OLD ORCHARD BEACH — Jerome A. LePelletier, 84, died on July 23, 2014 at his residence from complications with cancer and heart problems.

Born Jan. 17, 1930, he was the only child of Alexander LePelletier and Pearl Bridges LePelletier.

Until age 5, he spent winters with his parents in Florida, where they had a gift shop. There, Jerome attended a nursery school where music was taught to very young children. Thus began his early interest in music. In 1935, his parents gave up the Florida store and the family moved back to Old Orchard Beach full time, where he attended public schools and graduated with the Class of 1947.

Growing up, he mastered a number of interests, a favorite being classical music. He became an accomplished pianist and violinist. As an adult, he also tuned and restored pianos. As a teenager, Jerome had hoped to be a concert pianist, and, in 1949, he signed up for the Rachmaninoff piano concert. However, his father reminded him that things were very bad between Russia and the United States then. His father thought it would be better for him to keep music as a hobby and to attend law school. Jerome enrolled in pre-law at Portland Junior College, then Portland University Law School, where he received the bachelor’s degree in law. That summer he placed third on the Maine State Bar exam. Soon thereafter he was drafted into the Army, serving in the Army Intelligence Group in Washington, D.C. until his father died suddenly, and Jerome was discharged from the Army to return home to settle the estate.

He then decided to enter teaching and attended the University of New Hampshire, and received a master’s degree in English literature, with concentration in 19th-century literature. He received a position almost immediately at Old Orchard Beach High School teaching English. He remained there for the next 25 years, serving as teaching principal for the last 17 years of his tenure, and he retired from teaching in 1980.

Jerome was married for 63 years to Marie Stella Gagne of Quebec City, Canada, from 1947 until her death after suffering from Parkinson’s disease. They had no children.

After retirement, he and Stella spent several years wintering in St. Pete Beach, Florida. Summers in Maine were spent doing some restoration of old buildings in southern Maine and dealing in antiques.

Mr. LePelletier requested specifically that there be no funeral, no visiting hours, no wake, no eulogy and no flowers. His friends can remember him in their hearts. Funeral directions are with the Old Orchard Beach Funeral Home.

**EXTRACTED DATA**.

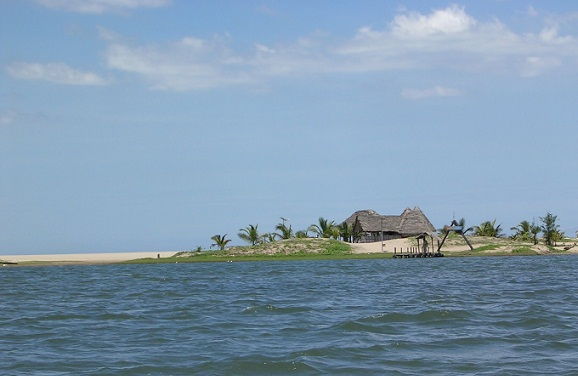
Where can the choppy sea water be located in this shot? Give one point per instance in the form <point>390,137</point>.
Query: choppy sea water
<point>478,316</point>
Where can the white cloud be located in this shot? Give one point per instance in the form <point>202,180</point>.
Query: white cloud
<point>58,73</point>
<point>535,65</point>
<point>436,91</point>
<point>443,21</point>
<point>190,63</point>
<point>101,6</point>
<point>444,39</point>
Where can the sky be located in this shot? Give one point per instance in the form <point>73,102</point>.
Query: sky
<point>137,125</point>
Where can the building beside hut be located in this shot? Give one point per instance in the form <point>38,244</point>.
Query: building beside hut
<point>369,226</point>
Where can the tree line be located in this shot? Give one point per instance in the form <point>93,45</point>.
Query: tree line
<point>324,228</point>
<point>524,231</point>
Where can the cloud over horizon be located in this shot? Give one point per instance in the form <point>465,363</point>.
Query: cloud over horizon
<point>436,91</point>
<point>58,73</point>
<point>101,6</point>
<point>446,38</point>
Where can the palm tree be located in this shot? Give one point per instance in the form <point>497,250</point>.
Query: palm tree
<point>325,229</point>
<point>301,234</point>
<point>489,228</point>
<point>526,231</point>
<point>522,231</point>
<point>220,241</point>
<point>250,234</point>
<point>549,228</point>
<point>535,230</point>
<point>284,231</point>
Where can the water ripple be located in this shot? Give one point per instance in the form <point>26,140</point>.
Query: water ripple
<point>481,316</point>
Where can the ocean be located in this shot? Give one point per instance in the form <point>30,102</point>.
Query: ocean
<point>446,316</point>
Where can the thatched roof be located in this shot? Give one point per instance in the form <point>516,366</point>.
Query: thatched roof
<point>410,223</point>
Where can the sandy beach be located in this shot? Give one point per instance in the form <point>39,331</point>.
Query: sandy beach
<point>82,258</point>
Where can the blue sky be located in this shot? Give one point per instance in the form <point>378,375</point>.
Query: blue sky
<point>130,125</point>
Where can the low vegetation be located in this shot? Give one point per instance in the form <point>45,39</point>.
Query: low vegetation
<point>328,240</point>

**EXERCISE 1**.
Answer these questions from the obituary:
(a) What kind of business did his parents have in Florida?
(b) What place did he take on the Maine State Bar exam?
(c) For how many years did he serve as teaching principal?
**EXERCISE 2**.
Rewrite everything in the obituary from "Until age 5, he" down to "Class of 1947.", updating it so that "gift shop" becomes "souvenir shop".

**WRITTEN REPLY 1**.
(a) A gift shop.
(b) Third.
(c) 17 years.

**WRITTEN REPLY 2**.
Until age 5, he spent winters with his parents in Florida, where they had a souvenir shop. There, Jerome attended a nursery school where music was taught to very young children. Thus began his early interest in music. In 1935, his parents gave up the Florida store and the family moved back to Old Orchard Beach full time, where he attended public schools and graduated with the Class of 1947.